In the material below, copy the lines verbatim, beginning at the line that contains "Put a point on every instance of the tan" and ending after the line that contains "<point>357,33</point>", with both of those lines included.

※ ※ ※

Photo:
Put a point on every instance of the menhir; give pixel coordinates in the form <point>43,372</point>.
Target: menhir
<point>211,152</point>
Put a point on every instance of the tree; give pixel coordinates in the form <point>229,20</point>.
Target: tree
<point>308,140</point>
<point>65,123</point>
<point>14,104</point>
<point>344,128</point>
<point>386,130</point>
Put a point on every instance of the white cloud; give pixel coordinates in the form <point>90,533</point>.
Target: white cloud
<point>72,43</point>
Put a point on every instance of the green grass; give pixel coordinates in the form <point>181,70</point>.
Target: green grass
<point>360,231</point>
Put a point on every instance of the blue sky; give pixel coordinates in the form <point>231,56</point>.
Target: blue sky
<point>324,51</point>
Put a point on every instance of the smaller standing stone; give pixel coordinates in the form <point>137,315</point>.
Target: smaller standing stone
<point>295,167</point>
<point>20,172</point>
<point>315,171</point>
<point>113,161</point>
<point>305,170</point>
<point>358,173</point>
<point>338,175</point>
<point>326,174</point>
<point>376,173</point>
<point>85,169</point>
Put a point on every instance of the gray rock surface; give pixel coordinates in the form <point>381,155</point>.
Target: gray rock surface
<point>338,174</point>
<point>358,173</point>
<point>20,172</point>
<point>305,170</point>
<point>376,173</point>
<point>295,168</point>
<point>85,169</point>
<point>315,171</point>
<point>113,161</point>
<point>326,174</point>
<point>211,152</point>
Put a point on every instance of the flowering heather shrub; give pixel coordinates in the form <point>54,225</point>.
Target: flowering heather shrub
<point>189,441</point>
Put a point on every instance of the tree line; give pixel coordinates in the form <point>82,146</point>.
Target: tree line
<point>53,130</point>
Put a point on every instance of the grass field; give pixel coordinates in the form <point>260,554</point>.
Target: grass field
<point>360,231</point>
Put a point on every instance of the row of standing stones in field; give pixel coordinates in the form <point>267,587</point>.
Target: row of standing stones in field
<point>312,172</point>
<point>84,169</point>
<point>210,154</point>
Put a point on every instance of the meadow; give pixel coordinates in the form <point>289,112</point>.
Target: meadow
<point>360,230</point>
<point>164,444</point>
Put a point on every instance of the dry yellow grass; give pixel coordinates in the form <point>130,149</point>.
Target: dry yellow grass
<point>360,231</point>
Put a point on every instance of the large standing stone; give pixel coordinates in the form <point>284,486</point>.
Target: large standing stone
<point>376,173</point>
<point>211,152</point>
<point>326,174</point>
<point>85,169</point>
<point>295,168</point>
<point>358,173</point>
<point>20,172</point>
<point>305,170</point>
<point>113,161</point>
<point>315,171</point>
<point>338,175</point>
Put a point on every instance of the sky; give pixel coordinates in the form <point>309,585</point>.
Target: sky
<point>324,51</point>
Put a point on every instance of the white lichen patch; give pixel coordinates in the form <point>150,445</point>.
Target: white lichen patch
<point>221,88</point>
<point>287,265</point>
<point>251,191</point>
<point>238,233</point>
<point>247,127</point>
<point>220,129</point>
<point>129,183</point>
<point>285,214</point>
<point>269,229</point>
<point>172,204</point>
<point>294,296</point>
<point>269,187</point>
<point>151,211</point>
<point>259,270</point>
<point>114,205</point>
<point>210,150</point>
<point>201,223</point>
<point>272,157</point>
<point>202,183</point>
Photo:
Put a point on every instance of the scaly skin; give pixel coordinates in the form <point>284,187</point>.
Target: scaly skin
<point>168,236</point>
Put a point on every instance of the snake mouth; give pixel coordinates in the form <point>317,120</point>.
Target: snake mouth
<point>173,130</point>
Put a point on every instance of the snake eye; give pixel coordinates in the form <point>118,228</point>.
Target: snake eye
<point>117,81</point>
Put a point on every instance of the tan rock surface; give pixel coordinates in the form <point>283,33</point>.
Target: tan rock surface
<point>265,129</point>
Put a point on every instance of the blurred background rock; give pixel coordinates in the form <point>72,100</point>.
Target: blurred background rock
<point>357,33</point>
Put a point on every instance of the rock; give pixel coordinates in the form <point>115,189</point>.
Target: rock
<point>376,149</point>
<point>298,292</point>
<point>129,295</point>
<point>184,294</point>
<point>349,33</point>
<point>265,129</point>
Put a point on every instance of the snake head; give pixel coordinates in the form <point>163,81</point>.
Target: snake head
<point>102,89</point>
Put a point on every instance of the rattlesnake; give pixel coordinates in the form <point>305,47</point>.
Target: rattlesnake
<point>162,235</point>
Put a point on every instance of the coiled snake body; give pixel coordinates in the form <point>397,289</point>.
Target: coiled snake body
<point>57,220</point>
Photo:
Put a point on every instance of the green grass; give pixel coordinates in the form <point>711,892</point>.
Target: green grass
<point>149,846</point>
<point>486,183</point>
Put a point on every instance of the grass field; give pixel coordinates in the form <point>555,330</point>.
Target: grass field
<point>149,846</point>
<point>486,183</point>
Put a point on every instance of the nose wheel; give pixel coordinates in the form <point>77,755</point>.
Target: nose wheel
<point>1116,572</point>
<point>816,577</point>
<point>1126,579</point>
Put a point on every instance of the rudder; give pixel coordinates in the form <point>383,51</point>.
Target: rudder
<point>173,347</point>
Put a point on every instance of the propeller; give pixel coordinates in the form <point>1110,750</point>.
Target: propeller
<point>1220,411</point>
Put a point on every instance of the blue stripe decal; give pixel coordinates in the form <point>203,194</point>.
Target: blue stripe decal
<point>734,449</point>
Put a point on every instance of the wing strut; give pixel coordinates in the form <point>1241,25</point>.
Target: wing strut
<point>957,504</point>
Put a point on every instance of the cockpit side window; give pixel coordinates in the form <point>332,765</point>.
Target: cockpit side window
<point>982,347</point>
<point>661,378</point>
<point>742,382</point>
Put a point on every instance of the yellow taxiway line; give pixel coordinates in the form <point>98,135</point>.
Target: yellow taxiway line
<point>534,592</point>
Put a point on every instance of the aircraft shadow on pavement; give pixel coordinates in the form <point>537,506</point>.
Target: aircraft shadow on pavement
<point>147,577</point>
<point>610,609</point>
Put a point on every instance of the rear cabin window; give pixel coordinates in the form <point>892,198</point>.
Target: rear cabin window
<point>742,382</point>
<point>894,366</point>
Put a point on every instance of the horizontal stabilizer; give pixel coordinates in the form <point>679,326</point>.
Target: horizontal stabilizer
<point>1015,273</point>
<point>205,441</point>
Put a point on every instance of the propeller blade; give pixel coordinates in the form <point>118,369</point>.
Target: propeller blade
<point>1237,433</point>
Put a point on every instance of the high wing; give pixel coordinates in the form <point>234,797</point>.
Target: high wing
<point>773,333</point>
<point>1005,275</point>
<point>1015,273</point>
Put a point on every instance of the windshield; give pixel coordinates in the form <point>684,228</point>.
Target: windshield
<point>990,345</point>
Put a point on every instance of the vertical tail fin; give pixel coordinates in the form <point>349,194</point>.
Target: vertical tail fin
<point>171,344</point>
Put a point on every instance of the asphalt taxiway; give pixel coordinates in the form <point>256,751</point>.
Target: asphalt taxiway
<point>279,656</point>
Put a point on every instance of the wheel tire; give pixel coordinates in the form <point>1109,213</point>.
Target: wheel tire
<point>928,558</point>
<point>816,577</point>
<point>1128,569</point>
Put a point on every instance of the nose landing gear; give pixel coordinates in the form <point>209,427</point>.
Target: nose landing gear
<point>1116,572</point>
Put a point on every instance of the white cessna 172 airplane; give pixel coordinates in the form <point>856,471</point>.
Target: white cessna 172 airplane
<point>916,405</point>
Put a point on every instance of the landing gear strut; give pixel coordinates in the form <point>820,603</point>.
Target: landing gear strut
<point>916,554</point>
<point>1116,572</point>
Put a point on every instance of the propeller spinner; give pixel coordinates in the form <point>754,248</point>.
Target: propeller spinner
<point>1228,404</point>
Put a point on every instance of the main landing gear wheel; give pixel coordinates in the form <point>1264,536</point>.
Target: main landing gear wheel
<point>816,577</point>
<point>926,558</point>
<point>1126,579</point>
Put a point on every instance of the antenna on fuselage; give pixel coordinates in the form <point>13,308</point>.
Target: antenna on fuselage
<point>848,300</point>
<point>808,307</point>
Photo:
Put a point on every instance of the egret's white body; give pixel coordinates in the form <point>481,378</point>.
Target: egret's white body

※ ※ ※

▶ **Output below**:
Put a point on every instance of the tan rock surface; give pixel coordinates in the form <point>283,33</point>.
Target: tan rock surface
<point>265,129</point>
Put a point on every instance of the blurred background rock; give pixel coordinates in the form <point>72,100</point>.
Target: blurred background rock
<point>357,33</point>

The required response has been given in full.